** Prompt **
Return exactly, and only, the lines from the line containing "the man's foot;" through the final line of the records below, both included.

Records from a data collection:
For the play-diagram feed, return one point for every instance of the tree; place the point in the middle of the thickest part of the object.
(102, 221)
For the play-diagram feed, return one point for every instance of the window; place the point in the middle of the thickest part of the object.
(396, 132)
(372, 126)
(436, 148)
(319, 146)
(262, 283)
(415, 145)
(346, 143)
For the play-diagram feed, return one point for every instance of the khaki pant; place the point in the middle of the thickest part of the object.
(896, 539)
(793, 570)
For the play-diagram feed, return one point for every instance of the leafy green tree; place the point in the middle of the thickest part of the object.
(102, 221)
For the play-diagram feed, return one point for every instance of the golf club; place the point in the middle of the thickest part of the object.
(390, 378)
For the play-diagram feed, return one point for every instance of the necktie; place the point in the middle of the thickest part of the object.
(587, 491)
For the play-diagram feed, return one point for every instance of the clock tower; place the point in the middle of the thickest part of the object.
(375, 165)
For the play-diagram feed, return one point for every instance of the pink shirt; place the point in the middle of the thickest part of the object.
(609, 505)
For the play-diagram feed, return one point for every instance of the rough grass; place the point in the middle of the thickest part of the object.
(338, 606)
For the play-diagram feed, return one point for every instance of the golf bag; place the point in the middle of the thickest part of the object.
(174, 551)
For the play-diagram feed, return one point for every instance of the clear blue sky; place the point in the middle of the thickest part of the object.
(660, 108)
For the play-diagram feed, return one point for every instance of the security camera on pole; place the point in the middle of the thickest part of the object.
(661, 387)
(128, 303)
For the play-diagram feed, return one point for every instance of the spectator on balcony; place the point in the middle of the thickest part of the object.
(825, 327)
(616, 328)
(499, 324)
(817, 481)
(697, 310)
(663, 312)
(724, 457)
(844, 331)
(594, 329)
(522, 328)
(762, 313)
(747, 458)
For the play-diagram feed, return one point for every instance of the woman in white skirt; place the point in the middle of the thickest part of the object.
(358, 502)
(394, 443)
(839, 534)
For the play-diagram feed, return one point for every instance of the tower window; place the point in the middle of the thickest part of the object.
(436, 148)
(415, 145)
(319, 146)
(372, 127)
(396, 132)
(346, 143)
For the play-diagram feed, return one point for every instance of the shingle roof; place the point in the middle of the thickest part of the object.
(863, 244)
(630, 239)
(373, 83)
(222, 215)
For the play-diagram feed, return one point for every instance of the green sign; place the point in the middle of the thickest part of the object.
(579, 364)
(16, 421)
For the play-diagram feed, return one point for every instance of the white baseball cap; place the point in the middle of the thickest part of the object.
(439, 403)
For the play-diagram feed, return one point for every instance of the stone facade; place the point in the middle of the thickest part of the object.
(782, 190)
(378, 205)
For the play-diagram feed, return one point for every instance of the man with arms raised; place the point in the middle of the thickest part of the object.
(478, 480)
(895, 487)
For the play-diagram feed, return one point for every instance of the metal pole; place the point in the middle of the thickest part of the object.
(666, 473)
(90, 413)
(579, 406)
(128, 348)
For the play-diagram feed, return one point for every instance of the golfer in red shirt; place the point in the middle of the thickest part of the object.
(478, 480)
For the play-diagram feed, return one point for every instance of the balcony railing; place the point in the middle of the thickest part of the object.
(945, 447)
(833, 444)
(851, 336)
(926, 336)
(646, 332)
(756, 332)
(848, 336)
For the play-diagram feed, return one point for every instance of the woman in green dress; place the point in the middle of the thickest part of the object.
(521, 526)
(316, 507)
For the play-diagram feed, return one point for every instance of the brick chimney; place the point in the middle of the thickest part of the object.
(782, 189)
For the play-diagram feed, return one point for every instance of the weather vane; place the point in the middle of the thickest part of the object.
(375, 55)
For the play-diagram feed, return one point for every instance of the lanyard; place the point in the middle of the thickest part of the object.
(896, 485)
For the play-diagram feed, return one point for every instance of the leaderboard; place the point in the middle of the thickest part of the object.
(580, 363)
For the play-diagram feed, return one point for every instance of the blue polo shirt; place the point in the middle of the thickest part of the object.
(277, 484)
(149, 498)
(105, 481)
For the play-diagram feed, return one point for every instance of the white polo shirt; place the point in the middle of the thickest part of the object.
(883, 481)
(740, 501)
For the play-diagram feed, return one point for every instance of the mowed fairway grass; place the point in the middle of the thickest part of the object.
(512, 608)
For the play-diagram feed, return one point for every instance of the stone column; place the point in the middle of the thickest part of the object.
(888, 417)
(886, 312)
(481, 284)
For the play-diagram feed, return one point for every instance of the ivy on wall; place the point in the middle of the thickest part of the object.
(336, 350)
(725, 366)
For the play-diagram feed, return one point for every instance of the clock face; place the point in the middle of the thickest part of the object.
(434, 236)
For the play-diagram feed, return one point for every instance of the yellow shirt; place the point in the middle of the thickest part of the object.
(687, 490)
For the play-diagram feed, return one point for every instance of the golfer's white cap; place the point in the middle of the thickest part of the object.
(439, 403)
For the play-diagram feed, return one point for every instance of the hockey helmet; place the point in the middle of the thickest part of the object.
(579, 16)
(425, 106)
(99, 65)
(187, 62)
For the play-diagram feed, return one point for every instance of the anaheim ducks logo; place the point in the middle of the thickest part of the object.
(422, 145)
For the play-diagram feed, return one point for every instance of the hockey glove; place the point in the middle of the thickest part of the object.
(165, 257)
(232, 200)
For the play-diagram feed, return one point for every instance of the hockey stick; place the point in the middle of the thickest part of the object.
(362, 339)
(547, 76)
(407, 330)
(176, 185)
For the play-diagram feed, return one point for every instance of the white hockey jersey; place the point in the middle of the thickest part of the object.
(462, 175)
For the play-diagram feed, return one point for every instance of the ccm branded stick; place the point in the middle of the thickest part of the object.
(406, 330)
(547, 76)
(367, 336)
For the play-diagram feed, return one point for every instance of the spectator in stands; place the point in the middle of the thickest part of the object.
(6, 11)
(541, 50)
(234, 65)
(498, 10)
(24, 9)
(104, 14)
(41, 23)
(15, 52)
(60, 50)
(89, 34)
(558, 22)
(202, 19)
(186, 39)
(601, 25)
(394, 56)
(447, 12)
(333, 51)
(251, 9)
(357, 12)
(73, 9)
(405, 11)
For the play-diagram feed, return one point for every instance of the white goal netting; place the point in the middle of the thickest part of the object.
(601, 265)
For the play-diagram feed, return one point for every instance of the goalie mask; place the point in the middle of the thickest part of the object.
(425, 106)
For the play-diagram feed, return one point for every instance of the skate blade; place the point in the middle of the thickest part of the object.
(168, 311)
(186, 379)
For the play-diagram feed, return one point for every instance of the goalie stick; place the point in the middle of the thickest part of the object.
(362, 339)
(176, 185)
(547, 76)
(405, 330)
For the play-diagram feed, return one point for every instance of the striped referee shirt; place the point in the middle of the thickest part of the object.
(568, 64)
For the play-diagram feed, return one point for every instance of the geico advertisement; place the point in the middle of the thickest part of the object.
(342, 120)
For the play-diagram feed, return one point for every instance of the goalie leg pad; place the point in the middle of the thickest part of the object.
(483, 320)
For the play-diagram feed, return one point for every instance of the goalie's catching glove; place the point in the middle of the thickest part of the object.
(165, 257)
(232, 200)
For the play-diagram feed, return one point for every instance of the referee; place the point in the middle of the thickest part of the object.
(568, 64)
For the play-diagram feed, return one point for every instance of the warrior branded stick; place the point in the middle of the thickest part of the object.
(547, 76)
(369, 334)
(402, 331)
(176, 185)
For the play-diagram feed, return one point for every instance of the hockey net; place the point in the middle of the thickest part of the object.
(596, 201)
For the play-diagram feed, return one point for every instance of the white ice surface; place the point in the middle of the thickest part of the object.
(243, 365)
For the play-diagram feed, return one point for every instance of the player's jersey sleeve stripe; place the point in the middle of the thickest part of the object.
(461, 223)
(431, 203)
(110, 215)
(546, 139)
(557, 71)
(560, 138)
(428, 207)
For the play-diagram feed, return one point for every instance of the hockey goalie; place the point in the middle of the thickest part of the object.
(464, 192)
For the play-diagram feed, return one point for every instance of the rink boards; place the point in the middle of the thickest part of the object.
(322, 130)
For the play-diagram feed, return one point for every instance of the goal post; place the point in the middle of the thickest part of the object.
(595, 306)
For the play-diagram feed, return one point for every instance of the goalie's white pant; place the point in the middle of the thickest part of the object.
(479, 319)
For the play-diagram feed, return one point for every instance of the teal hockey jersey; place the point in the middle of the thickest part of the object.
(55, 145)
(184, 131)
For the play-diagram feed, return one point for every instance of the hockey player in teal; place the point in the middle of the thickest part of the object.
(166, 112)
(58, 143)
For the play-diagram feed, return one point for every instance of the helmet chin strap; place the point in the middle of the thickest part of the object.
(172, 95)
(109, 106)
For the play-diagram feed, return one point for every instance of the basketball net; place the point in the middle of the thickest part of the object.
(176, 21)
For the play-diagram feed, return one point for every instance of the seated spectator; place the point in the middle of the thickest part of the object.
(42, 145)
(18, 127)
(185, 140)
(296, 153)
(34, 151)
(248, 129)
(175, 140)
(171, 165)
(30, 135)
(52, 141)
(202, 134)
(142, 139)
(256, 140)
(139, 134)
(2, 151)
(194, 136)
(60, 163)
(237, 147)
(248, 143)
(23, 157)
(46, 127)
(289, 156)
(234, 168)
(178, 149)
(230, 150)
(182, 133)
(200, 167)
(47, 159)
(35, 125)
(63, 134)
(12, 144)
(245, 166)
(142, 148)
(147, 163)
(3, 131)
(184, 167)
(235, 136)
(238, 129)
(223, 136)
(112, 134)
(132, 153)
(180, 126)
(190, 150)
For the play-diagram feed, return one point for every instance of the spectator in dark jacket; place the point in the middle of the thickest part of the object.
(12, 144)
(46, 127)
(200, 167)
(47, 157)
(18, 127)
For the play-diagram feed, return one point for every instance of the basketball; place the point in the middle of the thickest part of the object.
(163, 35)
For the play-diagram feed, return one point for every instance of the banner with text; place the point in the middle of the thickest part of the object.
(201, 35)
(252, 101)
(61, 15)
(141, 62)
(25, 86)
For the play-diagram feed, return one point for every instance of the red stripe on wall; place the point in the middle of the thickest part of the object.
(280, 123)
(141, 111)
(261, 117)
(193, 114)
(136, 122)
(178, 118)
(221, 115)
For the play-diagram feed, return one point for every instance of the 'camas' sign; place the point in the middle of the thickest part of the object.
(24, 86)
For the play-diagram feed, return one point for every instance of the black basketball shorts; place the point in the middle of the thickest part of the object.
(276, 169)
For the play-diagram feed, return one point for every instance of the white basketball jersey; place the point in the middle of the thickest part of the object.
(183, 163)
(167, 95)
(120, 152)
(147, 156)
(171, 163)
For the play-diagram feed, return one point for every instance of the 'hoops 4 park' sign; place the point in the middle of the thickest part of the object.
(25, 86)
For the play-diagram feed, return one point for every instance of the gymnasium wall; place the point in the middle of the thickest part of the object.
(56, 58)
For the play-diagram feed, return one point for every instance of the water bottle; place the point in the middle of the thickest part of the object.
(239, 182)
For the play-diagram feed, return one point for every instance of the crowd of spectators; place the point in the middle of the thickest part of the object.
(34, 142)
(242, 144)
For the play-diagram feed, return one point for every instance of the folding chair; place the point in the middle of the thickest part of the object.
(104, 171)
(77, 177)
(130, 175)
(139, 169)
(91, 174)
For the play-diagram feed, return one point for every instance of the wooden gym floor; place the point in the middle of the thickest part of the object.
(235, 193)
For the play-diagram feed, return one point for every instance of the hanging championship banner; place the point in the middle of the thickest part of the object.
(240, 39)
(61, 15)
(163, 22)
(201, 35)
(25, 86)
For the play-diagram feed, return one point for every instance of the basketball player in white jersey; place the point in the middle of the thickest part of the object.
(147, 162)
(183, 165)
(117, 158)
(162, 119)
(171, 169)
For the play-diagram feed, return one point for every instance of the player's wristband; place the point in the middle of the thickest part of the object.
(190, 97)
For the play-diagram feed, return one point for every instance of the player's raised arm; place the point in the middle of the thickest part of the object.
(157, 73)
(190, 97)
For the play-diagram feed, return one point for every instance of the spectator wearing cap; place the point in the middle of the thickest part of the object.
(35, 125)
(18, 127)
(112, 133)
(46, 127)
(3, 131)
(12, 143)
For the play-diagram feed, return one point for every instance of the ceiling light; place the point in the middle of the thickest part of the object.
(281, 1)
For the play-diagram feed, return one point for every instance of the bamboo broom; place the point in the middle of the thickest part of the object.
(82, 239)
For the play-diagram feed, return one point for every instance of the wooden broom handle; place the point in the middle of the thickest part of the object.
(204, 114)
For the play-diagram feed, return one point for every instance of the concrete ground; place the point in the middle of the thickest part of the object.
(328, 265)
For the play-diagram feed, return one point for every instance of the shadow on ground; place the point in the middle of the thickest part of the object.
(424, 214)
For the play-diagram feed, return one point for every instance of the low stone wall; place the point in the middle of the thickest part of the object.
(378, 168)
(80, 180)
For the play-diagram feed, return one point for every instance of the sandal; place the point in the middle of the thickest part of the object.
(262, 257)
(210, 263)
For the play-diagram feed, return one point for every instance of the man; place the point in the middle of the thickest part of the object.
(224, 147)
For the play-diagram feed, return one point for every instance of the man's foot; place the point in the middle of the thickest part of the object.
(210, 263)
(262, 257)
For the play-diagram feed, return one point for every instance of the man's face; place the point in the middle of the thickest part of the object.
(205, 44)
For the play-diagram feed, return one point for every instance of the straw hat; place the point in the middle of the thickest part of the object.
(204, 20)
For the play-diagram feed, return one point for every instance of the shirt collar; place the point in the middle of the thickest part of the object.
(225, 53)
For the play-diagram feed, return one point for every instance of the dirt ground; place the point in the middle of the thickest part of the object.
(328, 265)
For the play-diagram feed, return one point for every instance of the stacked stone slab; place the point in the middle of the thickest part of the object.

** Answer to this problem **
For the play-diagram feed, return one point for every instance of the man's foot; place the point in the middle of the thickest part of the object.
(210, 263)
(262, 257)
For the play-diagram feed, return one point for every instance of the man's face; place the point in the middle of the thickest part of the object.
(205, 44)
For the play-diagram feed, return one point for every instance of the straw hat; place the point in the middle of the thickest part of the object.
(204, 20)
For the play-diagram feed, return one point for every instance of the shirt collar; place the point in the middle of the thickest part of the object.
(225, 53)
For the play-diagram feed, return one point for every instance of the dirt ground; place the point in the middle of the thickest part of the object.
(328, 265)
For the play-diagram feed, return one point for every instance of the stacked stone slab; place the point in the middle of the thickest part of the object.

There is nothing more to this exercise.